[Position annotation records]
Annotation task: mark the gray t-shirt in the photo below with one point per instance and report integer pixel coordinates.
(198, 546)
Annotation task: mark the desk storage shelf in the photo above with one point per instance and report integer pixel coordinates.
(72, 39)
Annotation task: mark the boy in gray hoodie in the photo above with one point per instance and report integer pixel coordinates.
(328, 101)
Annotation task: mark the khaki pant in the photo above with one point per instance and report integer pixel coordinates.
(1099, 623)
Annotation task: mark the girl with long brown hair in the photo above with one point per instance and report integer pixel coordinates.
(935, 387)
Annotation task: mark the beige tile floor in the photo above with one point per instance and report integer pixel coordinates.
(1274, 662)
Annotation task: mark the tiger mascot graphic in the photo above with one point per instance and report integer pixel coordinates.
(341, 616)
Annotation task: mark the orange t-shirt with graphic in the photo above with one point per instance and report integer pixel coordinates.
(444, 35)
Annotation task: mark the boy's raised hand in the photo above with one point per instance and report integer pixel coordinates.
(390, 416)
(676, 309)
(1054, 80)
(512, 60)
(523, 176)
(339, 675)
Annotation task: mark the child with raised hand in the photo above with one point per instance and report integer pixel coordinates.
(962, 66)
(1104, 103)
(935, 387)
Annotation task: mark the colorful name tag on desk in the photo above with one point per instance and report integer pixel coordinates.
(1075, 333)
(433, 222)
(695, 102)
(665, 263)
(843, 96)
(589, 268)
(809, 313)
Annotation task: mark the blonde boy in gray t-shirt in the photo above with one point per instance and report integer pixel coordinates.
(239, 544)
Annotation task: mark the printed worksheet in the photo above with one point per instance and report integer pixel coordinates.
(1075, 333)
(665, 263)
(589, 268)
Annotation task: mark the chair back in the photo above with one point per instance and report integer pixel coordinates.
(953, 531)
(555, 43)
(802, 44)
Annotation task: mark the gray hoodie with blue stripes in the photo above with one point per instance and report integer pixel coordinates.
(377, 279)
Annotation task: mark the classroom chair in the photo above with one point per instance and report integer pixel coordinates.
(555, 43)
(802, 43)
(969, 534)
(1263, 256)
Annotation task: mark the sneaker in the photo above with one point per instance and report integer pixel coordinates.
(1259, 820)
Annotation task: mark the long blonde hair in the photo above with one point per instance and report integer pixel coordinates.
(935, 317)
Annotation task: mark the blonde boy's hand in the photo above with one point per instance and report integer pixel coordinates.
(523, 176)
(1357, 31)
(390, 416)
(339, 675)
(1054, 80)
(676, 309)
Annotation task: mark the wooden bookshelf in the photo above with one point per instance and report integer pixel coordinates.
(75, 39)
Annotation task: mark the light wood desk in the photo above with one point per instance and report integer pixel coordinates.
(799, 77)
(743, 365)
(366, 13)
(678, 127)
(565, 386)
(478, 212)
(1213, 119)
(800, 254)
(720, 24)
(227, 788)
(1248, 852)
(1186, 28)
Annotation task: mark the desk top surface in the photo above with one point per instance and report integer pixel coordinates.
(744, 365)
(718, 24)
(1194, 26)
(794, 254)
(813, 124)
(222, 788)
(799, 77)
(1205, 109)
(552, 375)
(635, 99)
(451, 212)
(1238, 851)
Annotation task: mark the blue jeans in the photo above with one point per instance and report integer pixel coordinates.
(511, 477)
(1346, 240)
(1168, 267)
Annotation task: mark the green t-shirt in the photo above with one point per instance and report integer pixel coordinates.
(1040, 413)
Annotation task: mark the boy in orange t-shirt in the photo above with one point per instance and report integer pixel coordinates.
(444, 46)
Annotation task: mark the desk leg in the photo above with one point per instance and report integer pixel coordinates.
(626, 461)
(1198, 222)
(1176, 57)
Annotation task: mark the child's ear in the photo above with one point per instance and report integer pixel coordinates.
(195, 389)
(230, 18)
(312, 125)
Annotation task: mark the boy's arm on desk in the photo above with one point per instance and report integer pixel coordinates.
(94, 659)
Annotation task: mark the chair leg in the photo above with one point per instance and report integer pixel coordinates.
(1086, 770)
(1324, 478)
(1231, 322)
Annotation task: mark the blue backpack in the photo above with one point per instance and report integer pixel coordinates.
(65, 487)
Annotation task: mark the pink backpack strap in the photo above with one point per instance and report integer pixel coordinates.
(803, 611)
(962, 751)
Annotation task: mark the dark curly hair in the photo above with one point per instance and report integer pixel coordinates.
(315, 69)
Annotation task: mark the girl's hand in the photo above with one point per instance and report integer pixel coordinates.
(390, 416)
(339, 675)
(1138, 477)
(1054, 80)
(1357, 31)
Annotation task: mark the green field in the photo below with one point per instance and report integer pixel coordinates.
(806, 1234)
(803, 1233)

» Written request
Swap "integer pixel coordinates" for "whole-number pixel coordinates" throughout all of the lines above and write them out again, changing nothing else.

» Finished task
Annotation task: mark the gray t-shirt in the photo below with one point per instance and report whole-number pixel coordinates.
(198, 546)
Annotation task: mark the desk storage shelf in the photo above with one point per instance and report whole-number pixel coordinates.
(72, 39)
Annotation task: mark the boy in gray hoodie in the photo above with one point per instance and report whole-number pixel coordinates.
(328, 101)
Annotation task: mark the khaki pant in the photo above with one point per instance and report whole-number pixel coordinates.
(1099, 623)
Annotation task: mark the girl with long brown hair in the photo above with one point per instance and report whole-number pixel coordinates.
(935, 387)
Annotation task: mark the beige tile floor in the photo above with one point per instance and report whole-number pixel coordinates.
(1274, 662)
Annotation task: mark the tiger mascot graphic in the photo above with one point per instance and report whole-number pixel coordinates.
(341, 616)
Annotation task: mark the orange t-shirt with graphic in the photo above with one point per instance and report whole-number pixel coordinates.
(444, 35)
Annotation task: mark the boy's raised hand in the photo above with one point per instance and report whole-number pixel coordinates.
(390, 416)
(676, 309)
(1054, 80)
(512, 60)
(523, 176)
(339, 675)
Annotation task: mark the child with raised hand in the photo above with one point per instance and report whole-number pixel coordinates.
(962, 66)
(1104, 103)
(935, 387)
Annotation task: mark the colorful name tag on desk in the photo above with one point per instance and report whole-number pixel coordinates.
(1075, 333)
(433, 222)
(695, 102)
(665, 263)
(843, 96)
(589, 268)
(809, 313)
Annotation task: mark the blonde boy in gray t-shirt in the photo above with one point per instance and report whole-number pixel coordinates.
(239, 544)
Annotation task: mark the printed worksheet in the photo above with one point per instance and report whole-number pixel coordinates.
(1075, 333)
(665, 263)
(589, 268)
Annotation task: mark the chair back in the photo above with one point per instance and report whole-number pixel coordinates.
(953, 531)
(555, 43)
(802, 44)
Annotation task: mark the gray hoodie with blue stripes in the photo above with one point per instance and report whole-number pixel coordinates.
(377, 279)
Annotation task: mark the classroom chair in the photo above with one point per instance and report whole-number pixel coordinates.
(555, 43)
(802, 43)
(969, 534)
(1263, 256)
Annotation task: mark the sneaker in the photo above with one point per instance and report whole-number pixel coordinates.
(1259, 820)
Annotation task: mark the long blonde hair in the photo above with one point per instance and report whole-number pixel coordinates.
(935, 317)
Annotation task: mark the blonde boy's hand in the photo above with one point per instance and report whole-number pixel coordinates.
(523, 176)
(1357, 31)
(390, 416)
(339, 675)
(1054, 80)
(676, 309)
Annotation task: mark the wooden bookshelf in the photo above with one point per instance and report whole-number pixel coordinates.
(75, 39)
Annotation task: mark the light wood desk in the photo above with one point per instance and report whole-number pixel coordinates.
(799, 77)
(743, 365)
(366, 13)
(678, 127)
(565, 386)
(478, 212)
(1213, 119)
(800, 254)
(720, 24)
(227, 788)
(1248, 852)
(1186, 28)
Annotation task: mark the desk top surface in the photo above with one point per instance and report whole-number pixel coordinates.
(744, 365)
(718, 24)
(1194, 26)
(794, 254)
(813, 124)
(222, 788)
(799, 77)
(1205, 109)
(552, 375)
(635, 99)
(451, 212)
(1238, 851)
Annotation task: mark the blue jeans in the photo above with one point per instance and report whole-number pixel coordinates.
(511, 477)
(1346, 240)
(1168, 267)
Annotation task: mark the green t-shirt in the photo above with one point per instance and report whole-number pixel coordinates.
(1040, 413)
Annotation task: mark the boy in orange t-shirt in the photo above with one point per instance and report whole-number pixel coordinates.
(444, 46)
Annotation task: mark the desk leg in the photo above with one point per instance and report whole-number pixel coordinates.
(626, 461)
(1198, 222)
(1176, 57)
Annotation task: mark the child's ear in the photo above with one point per instance and report whole-number pixel coordinates.
(195, 389)
(230, 18)
(312, 125)
Annotation task: mark the boy's arm on desk in the photo above with one point per instance and report whole-number pixel coordinates.
(94, 659)
Annotation task: mark the chair leg in the photo above with one point per instance and report whole-number pixel coordinates.
(1086, 770)
(1324, 478)
(1231, 322)
Annotation task: mark the blue backpack in the photo above with one point per instance and report whole-number pixel coordinates.
(65, 487)
Annotation task: mark the pink backpack strap in the photo above with one point per instance and report whole-number pixel coordinates.
(803, 611)
(962, 751)
Annotation task: mark the dark curly hair in the photo above with one point per instance and report whole-number pixel coordinates.
(315, 69)
Annotation task: mark the girl's hand in the photo above with one point per instance and report whole-number pixel coordinates.
(390, 416)
(339, 675)
(1138, 477)
(1054, 80)
(1357, 31)
Annotation task: mark the green field in the photo below with one point per instance and report whole-number pixel coordinates.
(806, 1234)
(803, 1233)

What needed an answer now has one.